◆ 页面正文
============

你想要的是一个保持插值的平均值。John D'Errico 有您正在寻找的确切解决方案，但是用 MATLAB 编写。

https://www.mathworks.com/matlabcentral/newsreader/view_thread/31378

function [y,spl]=mean_series(ymeans,n,EndConditions)
% mean_series: cubic spline resampling of series in x
% (n times), maintaining the mean
%
% arguments:
% ymeans - vector of means
% n - 
% EndConditions - flag specifying natural or not-a-knot 
% end conditions on the spline. 
% EndConditions == 0 --> natural
% EndConditions == 1 (default) --> not-a-knot
%
% y - interpolated series, y has the property that:
% ymeans == sum(reshape(y,n,length(x)))
%
% spl - cubic spline as a piecewise cubic Hermite function

% ensure that ymeans is a column vector
ymeans=ymeans(:);
nmeans=length(ymeans);

% things will fail unless there are at least two
% points in ymeans
if nmeans<2
  error 'I require length(ymeans)>=2 or dire things will happen'
end

% nmeans+1 implicit knots
nk=nmeans+1;

% implicit positions of points supplied
xmeans=(0:(nmeans-1))';

% implicit positions of knots
knots=(0:nmeans)'-0.5;

% knot spacing
delta=diff(knots);

% implicit coordinates of the points to be predicted
% (interpolations at these points)

============

◆ 提取信息
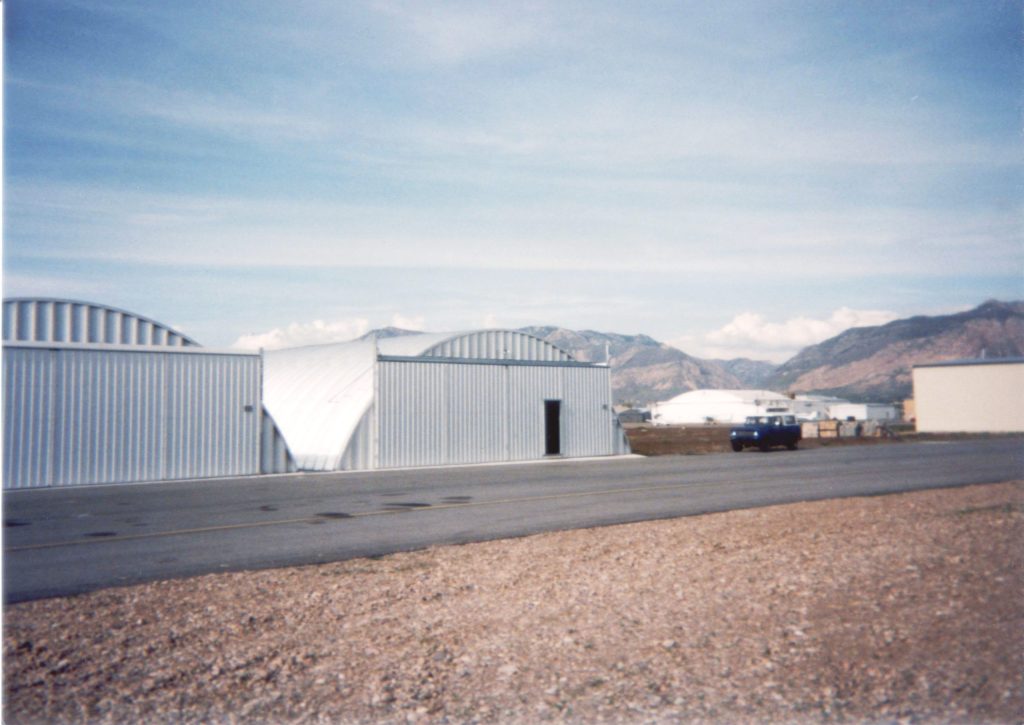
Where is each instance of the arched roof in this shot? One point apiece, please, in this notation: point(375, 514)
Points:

============

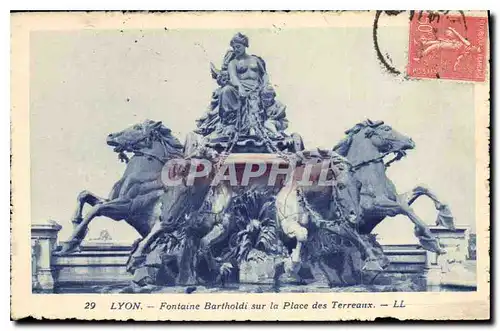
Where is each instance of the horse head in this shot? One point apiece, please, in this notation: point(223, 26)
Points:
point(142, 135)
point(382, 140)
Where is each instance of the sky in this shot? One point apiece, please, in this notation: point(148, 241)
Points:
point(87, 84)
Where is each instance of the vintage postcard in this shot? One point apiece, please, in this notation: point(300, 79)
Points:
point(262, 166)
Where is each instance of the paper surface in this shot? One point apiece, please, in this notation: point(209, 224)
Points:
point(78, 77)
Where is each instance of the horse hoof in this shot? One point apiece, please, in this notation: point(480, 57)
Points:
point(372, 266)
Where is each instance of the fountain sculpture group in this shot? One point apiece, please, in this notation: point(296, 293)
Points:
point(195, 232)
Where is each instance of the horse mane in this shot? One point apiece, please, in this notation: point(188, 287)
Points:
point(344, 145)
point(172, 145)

============

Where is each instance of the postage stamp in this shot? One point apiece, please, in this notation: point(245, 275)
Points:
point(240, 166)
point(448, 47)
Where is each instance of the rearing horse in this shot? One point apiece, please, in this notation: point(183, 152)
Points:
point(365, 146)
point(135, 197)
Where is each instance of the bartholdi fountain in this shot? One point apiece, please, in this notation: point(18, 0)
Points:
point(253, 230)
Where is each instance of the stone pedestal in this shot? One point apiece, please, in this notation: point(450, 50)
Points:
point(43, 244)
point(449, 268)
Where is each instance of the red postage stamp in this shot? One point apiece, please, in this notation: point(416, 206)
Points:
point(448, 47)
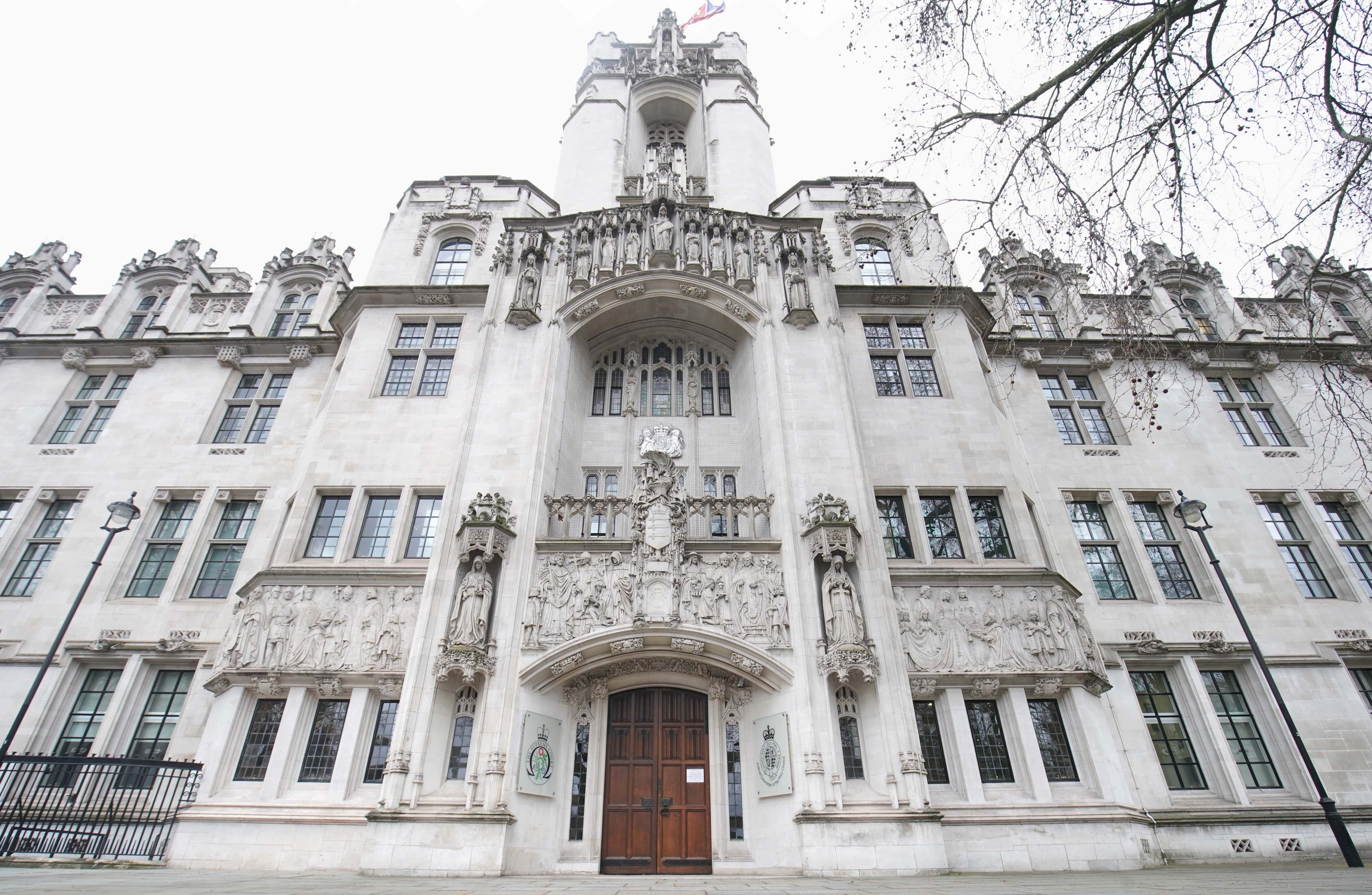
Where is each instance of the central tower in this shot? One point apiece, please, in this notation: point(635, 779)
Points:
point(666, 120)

============

◆ 任务要求
1. 请修改正文：从“你想要的是一个保持插值的平均值。John D'Errico 有您正在寻找的确切解决方案，但是用”到“function [y,spl]=mean_series(ymeans,n,EndConditions)”重新写出，并把其中的“平均值”改为“均值”。
2. 请照原样写出记录中从含有“Where is each instance of the horse mane”的那一行到含有“point(172, 145)”的那一行，首尾两行都算在内。
上述正文与这些记录之间没有任何关联。

◆ 参考答案
1.
你想要的是一个保持插值的均值。John D'Errico 有您正在寻找的确切解决方案，但是用 MATLAB 编写。

https://www.mathworks.com/matlabcentral/newsreader/view_thread/31378

function [y,spl]=mean_series(ymeans,n,EndConditions)

2.
Where is each instance of the horse mane in this shot? One point apiece, please, in this notation: point(188, 287)
Points:
point(344, 145)
point(172, 145)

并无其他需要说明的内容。